* DATASET EXTRACT *
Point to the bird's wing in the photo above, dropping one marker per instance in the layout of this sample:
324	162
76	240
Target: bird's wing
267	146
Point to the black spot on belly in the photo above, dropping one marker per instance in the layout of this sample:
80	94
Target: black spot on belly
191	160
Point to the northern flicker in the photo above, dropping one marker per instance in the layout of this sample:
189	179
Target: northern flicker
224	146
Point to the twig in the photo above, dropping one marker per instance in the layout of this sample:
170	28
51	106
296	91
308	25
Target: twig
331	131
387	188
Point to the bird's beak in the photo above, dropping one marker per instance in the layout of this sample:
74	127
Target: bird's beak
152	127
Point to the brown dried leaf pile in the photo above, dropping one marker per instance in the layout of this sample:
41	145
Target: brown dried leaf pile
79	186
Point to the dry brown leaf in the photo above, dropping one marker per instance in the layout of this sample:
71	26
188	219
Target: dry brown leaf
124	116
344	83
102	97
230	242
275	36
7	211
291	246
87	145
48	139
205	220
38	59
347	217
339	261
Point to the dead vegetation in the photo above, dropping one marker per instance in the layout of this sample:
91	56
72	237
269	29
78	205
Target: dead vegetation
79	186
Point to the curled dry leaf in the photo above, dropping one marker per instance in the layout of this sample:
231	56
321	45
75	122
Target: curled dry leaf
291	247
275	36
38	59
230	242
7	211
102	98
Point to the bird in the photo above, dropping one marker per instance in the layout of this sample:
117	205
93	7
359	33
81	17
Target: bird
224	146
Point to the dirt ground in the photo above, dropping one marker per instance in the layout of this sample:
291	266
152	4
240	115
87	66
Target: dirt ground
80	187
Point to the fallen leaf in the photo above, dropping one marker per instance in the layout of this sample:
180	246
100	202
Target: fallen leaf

* EXERCISE *
Look through the data and gather every line with the string "photo" in it.

* RESULT *
Point to the bird's wing in the photo above, dropping one marker per instance in the layout of this sample:
Point to the black spot on belly in the photo above, dropping one marker per instance in the layout of this sample:
Point to the northern flicker in the photo above, dropping one marker per instance in the layout of this sample:
Point to the twig in the photo above, dropping one marker per instance in the layout of this sample:
Point to the bird's beak in the photo above, dropping one marker per instance in the layout of this sample:
Point to the brown dried leaf pile in the photo above, dropping one marker per instance in the layout of this sample:
Point to the dry brown leaf in the photo above, dropping one marker per instance in the layout of this sample:
Point to the dead vegetation in the photo above, dropping one marker per instance in the layout of this sample:
Point to the curled dry leaf in the photo above, dropping one marker per instance in the layout of this sample:
Point to the bird in the photo above, dropping one marker per instance in the layout of this sample:
Point to the dirt ground in the photo above, dropping one marker per instance in the layout of this sample:
Point to the fallen leaf in the photo above, dropping one marker per instance in the layout of this sample:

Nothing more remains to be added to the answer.